■ Material supplied:

* START *

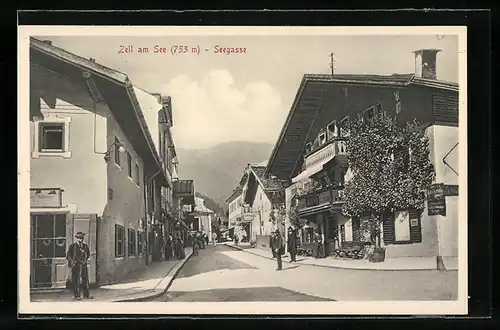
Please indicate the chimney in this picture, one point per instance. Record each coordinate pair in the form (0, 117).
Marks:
(425, 63)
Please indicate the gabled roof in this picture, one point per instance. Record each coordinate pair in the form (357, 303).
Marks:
(307, 103)
(114, 86)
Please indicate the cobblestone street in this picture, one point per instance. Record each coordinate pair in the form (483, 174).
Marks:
(225, 274)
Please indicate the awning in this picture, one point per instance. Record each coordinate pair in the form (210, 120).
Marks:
(312, 170)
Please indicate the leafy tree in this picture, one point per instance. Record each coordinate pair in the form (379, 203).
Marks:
(391, 169)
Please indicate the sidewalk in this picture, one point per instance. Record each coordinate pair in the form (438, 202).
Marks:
(139, 285)
(390, 264)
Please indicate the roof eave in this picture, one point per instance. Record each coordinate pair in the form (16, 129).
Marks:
(285, 126)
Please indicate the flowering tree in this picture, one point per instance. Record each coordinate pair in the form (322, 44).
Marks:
(391, 169)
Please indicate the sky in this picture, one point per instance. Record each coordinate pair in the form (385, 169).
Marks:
(219, 98)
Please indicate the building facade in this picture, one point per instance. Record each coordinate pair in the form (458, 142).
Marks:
(311, 154)
(92, 159)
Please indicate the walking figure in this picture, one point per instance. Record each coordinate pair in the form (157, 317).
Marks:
(292, 244)
(77, 256)
(277, 244)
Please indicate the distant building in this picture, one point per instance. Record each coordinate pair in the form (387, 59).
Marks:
(203, 218)
(311, 151)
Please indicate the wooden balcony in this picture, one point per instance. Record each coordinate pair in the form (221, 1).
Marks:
(320, 201)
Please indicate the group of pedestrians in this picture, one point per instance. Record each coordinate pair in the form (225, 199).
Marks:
(278, 248)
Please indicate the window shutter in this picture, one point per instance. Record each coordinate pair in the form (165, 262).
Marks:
(342, 233)
(415, 226)
(388, 227)
(356, 231)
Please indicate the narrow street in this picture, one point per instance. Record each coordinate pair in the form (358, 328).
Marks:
(226, 274)
(210, 262)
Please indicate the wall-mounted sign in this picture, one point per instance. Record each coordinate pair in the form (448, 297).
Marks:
(46, 197)
(436, 200)
(451, 190)
(248, 217)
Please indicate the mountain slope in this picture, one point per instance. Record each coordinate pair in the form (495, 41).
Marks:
(217, 170)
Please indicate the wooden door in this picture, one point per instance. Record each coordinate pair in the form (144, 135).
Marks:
(86, 223)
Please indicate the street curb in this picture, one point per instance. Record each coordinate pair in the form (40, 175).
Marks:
(163, 285)
(331, 266)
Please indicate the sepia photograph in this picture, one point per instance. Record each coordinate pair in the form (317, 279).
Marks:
(263, 170)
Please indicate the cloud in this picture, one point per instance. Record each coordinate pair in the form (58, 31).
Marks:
(213, 110)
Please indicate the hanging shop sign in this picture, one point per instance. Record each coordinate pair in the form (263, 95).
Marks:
(436, 200)
(51, 197)
(248, 217)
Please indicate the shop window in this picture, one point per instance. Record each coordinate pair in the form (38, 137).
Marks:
(117, 151)
(129, 164)
(322, 138)
(131, 242)
(119, 241)
(51, 137)
(49, 236)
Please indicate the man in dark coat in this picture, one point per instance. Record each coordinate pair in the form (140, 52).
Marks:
(77, 256)
(292, 244)
(277, 244)
(271, 244)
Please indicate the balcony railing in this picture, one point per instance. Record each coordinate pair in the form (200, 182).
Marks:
(322, 199)
(334, 147)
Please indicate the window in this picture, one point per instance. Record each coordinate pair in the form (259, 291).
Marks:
(402, 226)
(131, 242)
(129, 164)
(140, 243)
(119, 241)
(402, 158)
(51, 137)
(344, 127)
(49, 235)
(308, 146)
(117, 151)
(332, 130)
(322, 138)
(137, 175)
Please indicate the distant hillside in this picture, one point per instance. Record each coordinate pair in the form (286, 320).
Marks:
(211, 204)
(217, 170)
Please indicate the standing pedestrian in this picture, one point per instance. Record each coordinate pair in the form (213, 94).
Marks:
(78, 254)
(292, 244)
(277, 244)
(271, 244)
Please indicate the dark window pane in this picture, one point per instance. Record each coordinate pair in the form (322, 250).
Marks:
(60, 230)
(45, 248)
(45, 226)
(60, 248)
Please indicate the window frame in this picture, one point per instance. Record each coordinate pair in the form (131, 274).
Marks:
(131, 242)
(332, 134)
(48, 120)
(343, 131)
(119, 229)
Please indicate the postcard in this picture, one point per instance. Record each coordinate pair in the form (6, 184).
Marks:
(242, 170)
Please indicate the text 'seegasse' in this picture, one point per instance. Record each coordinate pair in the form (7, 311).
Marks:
(181, 50)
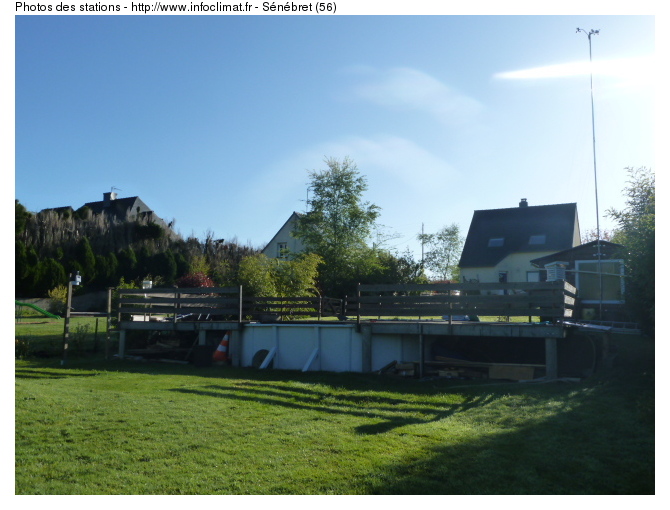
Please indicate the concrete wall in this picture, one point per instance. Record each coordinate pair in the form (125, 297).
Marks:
(339, 348)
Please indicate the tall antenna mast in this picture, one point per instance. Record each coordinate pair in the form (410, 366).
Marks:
(595, 173)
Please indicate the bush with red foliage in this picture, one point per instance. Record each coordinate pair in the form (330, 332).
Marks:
(195, 280)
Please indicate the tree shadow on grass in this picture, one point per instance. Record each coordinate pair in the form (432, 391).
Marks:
(595, 440)
(387, 413)
(49, 374)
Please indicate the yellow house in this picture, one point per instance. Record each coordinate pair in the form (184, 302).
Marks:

* END *

■ Work to complete: Please edit the data above by changing "in this picture" to "in this image" throughout and leaving everything else as it is. Omit the pictures from your answer.

■ Exercise response:
Please indicate the chimney in this image, one point per instance. Record each coordinate pair in the form (0, 117).
Marks:
(425, 63)
Please indicate the gabled roof in this image, one point per instance. Record each coordinate pair in the form (357, 303).
Marks:
(307, 103)
(114, 86)
Please indicate the cobblestone street in this image, one point per instance. Record each coordinate pair in the form (483, 174).
Marks:
(225, 274)
Please indicate the awning in this image, one point per instance. Record each coordinate pair in the form (210, 120).
Marks:
(312, 170)
Please indicate the leafy tree in this image, one point per instance. Record each coordinate pair in the form (379, 203).
Marks:
(391, 169)
Please indicate the sidewalk in this image, one point per instance. Record each coordinate pair in the form (438, 202).
Marks:
(139, 285)
(390, 264)
Please indicate the roof eave in this image, one point per instance. Record each coordinate pair in the form (16, 129).
Marks:
(285, 126)
Please indicate the flowering tree in this image, one point per instance. Record each coordinate pair in the form (322, 44).
Marks:
(391, 169)
Please indicate the sky in this image, one point per instance. Record each coordinate pair in the form (385, 169).
Marks:
(219, 98)
Please indicate the building facade in this image, one point per instance. Record each coordinate pair in the form (458, 142).
Marks:
(311, 154)
(92, 159)
Please indicate the walking figure in this image, one point per instance. Record each coordinate pair in the form (157, 317).
Marks:
(292, 244)
(77, 256)
(277, 244)
Please indicate the distant building in this image, one point per instance. Record each coordinate pair in the form (387, 59).
Marks:
(203, 218)
(311, 151)
Please indicate the wooden balcony in this image, one point per instance. Record each coordinate pair in the form (221, 1).
Marks:
(320, 201)
Please indicate the group of pedestrians in this image, one point per instance. Record each coordinate pair in the form (225, 199).
Marks:
(278, 248)
Please indicate the window shutter in this image, one point per instance. Record each coordinate pair in the form (165, 262).
Marks:
(342, 233)
(415, 226)
(388, 227)
(356, 231)
Please indicate the narrow street in this image, one point per instance. Record each coordinate pair in the form (358, 328).
Marks:
(226, 274)
(210, 262)
Please indicate the wall-mounted sign in this image, one point per instance. Record each coordinate pair in the form (448, 297).
Marks:
(46, 197)
(436, 200)
(451, 190)
(248, 217)
Please indicate the mountain slope in this image, one point per instance. Record each coordinate pair in the form (495, 41).
Marks:
(217, 170)
Please indicate the wooden door in this image, one point per instance. Record each coordinate pair in the form (144, 135).
Marks:
(86, 223)
Please indicate the street curb in this image, one point per instance. Record each coordinate pair in the form (40, 175).
Marks:
(163, 285)
(331, 266)
Please indicate the sepia photograph in this image, one point per instance. Record each coordinate pair in the form (317, 279).
Marks:
(263, 170)
Please indicate the cloud in this image, one point per instance. Record each coordinate pair in the form (58, 31).
Marks:
(213, 110)
Please indicate the hanging shop sign in this image, one point per instance. Record each coordinate pair in the form (263, 95).
Marks:
(436, 200)
(51, 197)
(248, 217)
Please indicate the shop window in this image, one point per instance. Record each coordinate pair in the form (38, 137).
Marks:
(117, 151)
(129, 164)
(322, 138)
(131, 242)
(119, 241)
(51, 137)
(49, 236)
Please indicate the man in dark coat in this image, one point per instance. Record each coordinate pair in the form (140, 52).
Marks:
(77, 256)
(292, 244)
(277, 244)
(271, 244)
Please indicate the balcony railing in this image, one point per instance. Record each coordinate pair in the form (200, 182).
Marks:
(322, 199)
(334, 147)
Please indicate the window in this image, one point per instance. Record each coordinate pair in the form (259, 291).
Marks:
(402, 226)
(131, 242)
(129, 164)
(140, 243)
(119, 241)
(402, 158)
(51, 137)
(344, 127)
(49, 235)
(308, 146)
(117, 151)
(332, 130)
(322, 138)
(137, 175)
Please indicate the distant hillside in this image, one point per instance. Record each coordinate pair in the form (286, 320).
Marks:
(211, 204)
(217, 170)
Please indicate the standing pedestrian in this image, one point per instance. Record each coordinate pair in the form (213, 94).
Marks:
(78, 254)
(292, 244)
(277, 244)
(271, 244)
Please indicate the dark window pane in this image, one point per instance. Record each coordinate pair in the form (322, 250).
Marks:
(60, 230)
(45, 248)
(45, 226)
(60, 248)
Please indicate the window frame in this image, one point per instance. Record each coordinate pair in the form (131, 274).
Marks:
(131, 242)
(332, 134)
(48, 120)
(343, 131)
(119, 229)
Please indicate the postcard in this image, one point per instance. Record each coordinate pair in the form (6, 184).
Marks:
(242, 170)
Please indicate the text 'seegasse' in this image, one point per instance. Record each coordinate pair in the form (7, 311).
Marks:
(181, 50)
Please indicate the concrete wall in this image, one point per instance. Record each coordinate pair in the form (125, 297).
Marks:
(339, 348)
Please indicate the tall antenna mast in this image, one point per instance. Record each coordinate pair in the form (410, 366).
Marks:
(595, 173)
Please indicate the bush with red foliage in this image, one point per instance. Record each coordinate pair in the form (330, 332).
Marks:
(195, 280)
Please indicate the tree shadow on grass in this image, one point per instance. Record each coordinate pair in the form (432, 391).
Marks:
(595, 440)
(387, 413)
(49, 374)
Please indicate the yellow house in this image, one point per instance. Record each coordinate pair in the form (184, 302).
Marks:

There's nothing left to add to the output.